> Given entries
-*-

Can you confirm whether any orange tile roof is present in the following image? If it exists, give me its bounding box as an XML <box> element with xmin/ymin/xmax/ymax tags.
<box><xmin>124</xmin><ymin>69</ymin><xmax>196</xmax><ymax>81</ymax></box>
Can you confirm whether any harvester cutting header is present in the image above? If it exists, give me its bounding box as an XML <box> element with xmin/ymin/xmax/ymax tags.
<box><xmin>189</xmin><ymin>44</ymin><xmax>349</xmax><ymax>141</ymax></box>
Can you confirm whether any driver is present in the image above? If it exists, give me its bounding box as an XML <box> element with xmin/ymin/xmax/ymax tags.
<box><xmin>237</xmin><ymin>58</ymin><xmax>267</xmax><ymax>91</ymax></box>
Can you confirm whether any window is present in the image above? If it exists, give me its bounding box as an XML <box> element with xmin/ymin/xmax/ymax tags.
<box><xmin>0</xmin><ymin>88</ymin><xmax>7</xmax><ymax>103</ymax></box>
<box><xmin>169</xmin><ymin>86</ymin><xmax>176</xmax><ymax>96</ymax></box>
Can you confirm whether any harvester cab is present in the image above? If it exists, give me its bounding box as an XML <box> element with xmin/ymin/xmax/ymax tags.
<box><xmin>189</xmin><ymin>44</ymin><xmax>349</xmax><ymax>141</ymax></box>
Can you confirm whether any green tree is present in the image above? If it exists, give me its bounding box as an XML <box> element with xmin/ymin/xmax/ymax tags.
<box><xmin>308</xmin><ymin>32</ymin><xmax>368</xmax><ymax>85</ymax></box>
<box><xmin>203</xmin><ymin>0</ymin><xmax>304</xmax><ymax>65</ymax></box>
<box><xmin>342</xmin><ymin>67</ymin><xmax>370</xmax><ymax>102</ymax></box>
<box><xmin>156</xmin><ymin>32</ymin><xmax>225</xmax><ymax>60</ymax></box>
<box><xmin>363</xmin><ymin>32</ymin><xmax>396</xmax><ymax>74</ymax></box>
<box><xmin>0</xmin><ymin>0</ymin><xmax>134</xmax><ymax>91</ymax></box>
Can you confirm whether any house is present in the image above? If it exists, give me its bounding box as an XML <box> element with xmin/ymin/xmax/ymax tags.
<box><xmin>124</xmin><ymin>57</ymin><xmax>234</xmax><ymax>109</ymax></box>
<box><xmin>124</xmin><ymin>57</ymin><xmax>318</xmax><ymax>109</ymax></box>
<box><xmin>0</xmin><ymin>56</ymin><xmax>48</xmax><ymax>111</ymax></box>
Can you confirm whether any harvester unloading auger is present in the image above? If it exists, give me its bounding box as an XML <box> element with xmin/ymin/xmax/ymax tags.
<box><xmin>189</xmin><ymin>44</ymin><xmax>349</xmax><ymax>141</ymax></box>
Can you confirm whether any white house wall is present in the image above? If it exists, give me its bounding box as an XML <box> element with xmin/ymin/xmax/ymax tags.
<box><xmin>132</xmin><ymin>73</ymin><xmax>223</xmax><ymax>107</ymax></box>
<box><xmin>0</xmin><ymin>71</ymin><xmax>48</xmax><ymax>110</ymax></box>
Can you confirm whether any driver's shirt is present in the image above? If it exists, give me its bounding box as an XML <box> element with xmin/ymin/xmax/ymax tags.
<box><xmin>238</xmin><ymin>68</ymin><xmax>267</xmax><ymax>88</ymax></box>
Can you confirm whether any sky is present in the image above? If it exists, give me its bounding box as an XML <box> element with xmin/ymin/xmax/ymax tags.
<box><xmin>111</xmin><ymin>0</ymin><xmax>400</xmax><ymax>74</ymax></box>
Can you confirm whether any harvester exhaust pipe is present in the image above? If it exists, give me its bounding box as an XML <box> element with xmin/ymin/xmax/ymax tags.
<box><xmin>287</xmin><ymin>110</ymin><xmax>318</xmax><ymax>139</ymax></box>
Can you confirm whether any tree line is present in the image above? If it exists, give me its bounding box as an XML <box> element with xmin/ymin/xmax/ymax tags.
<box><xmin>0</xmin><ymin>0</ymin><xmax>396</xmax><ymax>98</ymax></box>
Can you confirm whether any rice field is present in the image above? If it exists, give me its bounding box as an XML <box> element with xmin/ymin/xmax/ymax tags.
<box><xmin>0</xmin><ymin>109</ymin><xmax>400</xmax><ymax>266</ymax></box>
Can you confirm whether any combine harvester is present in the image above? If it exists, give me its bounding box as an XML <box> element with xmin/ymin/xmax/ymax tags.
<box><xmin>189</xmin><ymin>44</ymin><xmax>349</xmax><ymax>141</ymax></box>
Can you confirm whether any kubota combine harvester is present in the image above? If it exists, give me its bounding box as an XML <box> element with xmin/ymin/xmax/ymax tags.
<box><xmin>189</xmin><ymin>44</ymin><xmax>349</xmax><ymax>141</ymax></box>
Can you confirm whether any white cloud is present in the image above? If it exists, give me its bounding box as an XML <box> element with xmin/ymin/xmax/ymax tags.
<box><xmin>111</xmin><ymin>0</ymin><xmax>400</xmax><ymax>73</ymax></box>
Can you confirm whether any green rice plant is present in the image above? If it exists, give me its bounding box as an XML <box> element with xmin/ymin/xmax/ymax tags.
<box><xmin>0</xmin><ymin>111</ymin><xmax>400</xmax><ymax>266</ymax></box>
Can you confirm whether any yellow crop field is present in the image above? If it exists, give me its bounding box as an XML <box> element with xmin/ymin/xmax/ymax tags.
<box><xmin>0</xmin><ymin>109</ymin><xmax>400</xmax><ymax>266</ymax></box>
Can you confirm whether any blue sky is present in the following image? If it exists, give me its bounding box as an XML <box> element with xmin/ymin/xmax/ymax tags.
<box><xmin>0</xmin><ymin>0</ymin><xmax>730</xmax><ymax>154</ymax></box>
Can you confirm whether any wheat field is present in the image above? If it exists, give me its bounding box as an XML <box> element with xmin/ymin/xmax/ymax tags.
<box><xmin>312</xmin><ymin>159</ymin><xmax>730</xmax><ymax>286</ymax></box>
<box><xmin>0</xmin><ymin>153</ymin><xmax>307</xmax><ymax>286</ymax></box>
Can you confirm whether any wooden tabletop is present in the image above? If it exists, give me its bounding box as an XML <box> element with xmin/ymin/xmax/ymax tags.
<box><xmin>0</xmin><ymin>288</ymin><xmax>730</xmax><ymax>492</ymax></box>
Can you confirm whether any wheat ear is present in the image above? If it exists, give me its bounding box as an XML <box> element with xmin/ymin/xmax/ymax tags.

-*-

> What you have to do
Reproduce the items from the line containing "Can you confirm whether any blue" through the last of the items, updating "wooden tabletop" to "marble tabletop" and leaving all other text unchanged.

> Task response
Can you confirm whether any blue sky is present in the following image? If it exists, give me its bounding box as an XML <box> element with xmin/ymin/xmax/ymax tags.
<box><xmin>0</xmin><ymin>0</ymin><xmax>730</xmax><ymax>154</ymax></box>
Can you confirm whether any wheat field is present in the image above? If it exists, give me its bounding box as an XML <box> element with xmin/ymin/xmax/ymax tags.
<box><xmin>312</xmin><ymin>159</ymin><xmax>730</xmax><ymax>286</ymax></box>
<box><xmin>0</xmin><ymin>153</ymin><xmax>307</xmax><ymax>286</ymax></box>
Can you confirm whether any marble tabletop is present in the image above? If it exists, give me its bounding box as an XML <box> element with xmin/ymin/xmax/ymax tags.
<box><xmin>0</xmin><ymin>288</ymin><xmax>730</xmax><ymax>492</ymax></box>
Can you confirm whether any wheat ear is present in the image above? If it exists, give me its bounding box as an XML <box> element with xmin/ymin/xmax/ymax tags.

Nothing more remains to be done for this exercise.